### INPUT MATERIAL
* * * * * * * * *

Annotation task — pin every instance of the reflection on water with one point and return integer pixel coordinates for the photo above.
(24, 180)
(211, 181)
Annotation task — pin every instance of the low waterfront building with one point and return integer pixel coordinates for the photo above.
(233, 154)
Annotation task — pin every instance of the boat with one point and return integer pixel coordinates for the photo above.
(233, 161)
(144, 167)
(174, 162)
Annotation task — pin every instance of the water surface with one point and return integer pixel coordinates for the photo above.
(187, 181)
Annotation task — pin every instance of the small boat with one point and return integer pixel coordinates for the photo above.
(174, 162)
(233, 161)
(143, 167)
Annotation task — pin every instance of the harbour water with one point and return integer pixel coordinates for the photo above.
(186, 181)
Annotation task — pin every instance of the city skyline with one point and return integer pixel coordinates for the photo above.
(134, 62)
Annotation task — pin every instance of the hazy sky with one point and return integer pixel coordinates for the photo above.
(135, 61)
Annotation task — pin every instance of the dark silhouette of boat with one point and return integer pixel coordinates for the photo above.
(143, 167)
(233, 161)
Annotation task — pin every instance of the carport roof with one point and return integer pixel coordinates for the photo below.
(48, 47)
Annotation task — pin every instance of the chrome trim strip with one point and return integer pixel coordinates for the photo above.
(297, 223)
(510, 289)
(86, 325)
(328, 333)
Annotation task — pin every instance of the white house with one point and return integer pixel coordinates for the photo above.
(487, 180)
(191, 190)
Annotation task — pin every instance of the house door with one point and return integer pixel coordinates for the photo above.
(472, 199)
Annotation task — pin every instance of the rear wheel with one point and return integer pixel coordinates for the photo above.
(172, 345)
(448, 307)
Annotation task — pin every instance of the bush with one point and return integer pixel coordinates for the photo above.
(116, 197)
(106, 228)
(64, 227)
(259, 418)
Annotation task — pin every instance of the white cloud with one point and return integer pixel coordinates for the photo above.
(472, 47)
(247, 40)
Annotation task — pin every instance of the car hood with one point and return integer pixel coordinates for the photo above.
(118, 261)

* * * * * * * * *

### REQUIREMENT
Starting at the first entry and ending at the last, reproduce each one exactly.

### SOLUTION TO THIS TASK
Annotation task — pin every instance of the reflection on water with one point and return integer pixel coordinates for the photo above.
(24, 180)
(211, 181)
Annotation task — pin every instance of the low waterfront building with one point and return integer pixel coordinates for the photo above.
(233, 154)
Annotation task — pin every instance of the boat with one point and return integer pixel coordinates for the photo above.
(233, 161)
(144, 167)
(174, 162)
Annotation task — pin every instance of the water surface with one point and return integer pixel coordinates for the photo above.
(187, 181)
Annotation task — pin every instance of the small boat with one point and return integer pixel coordinates for the photo above.
(174, 162)
(233, 161)
(143, 167)
Annotation task — pin every instance of the harbour water with one point and return integer pixel coordinates for the photo above.
(186, 181)
Annotation task — pin every instance of the city skyline with one point and return integer pixel coordinates for the photo above.
(134, 62)
Annotation task — pin every instance of the hazy sky with one point and return integer pixel coordinates for the photo above.
(135, 61)
Annotation task — pin every instance of the dark silhouette of boat with one point and return integer pixel coordinates for the photo above.
(143, 167)
(233, 161)
Annotation task — pin every instance of the carport roof with one point and return integer pixel coordinates for the photo below.
(48, 47)
Annotation task — pin every instance of the chrome trim strip with one point and return integer pixel coordinates for the photo above.
(297, 223)
(510, 289)
(86, 325)
(328, 333)
Annotation task — pin every instance of the white house with one point and return integer pixel coordinates for the photo above.
(487, 180)
(191, 190)
Annotation task — pin every instance of the house door with one point and return integer pixel coordinates for the photo above.
(472, 199)
Annotation task — pin every instance of the rear wheel with one point and return integer pixel coordinates for the photo above.
(172, 345)
(448, 307)
Annotation task — pin every instance of the bush with one point and return integer pixel coordinates for the photo above.
(116, 197)
(106, 228)
(64, 227)
(259, 418)
Annotation task — pin every instance of the white cloud with one point and return integer pixel coordinates for the photo above.
(472, 47)
(247, 40)
Annotation task — pin every instance of the car hood with one point and return integer pixel coordinates for the photo above.
(118, 261)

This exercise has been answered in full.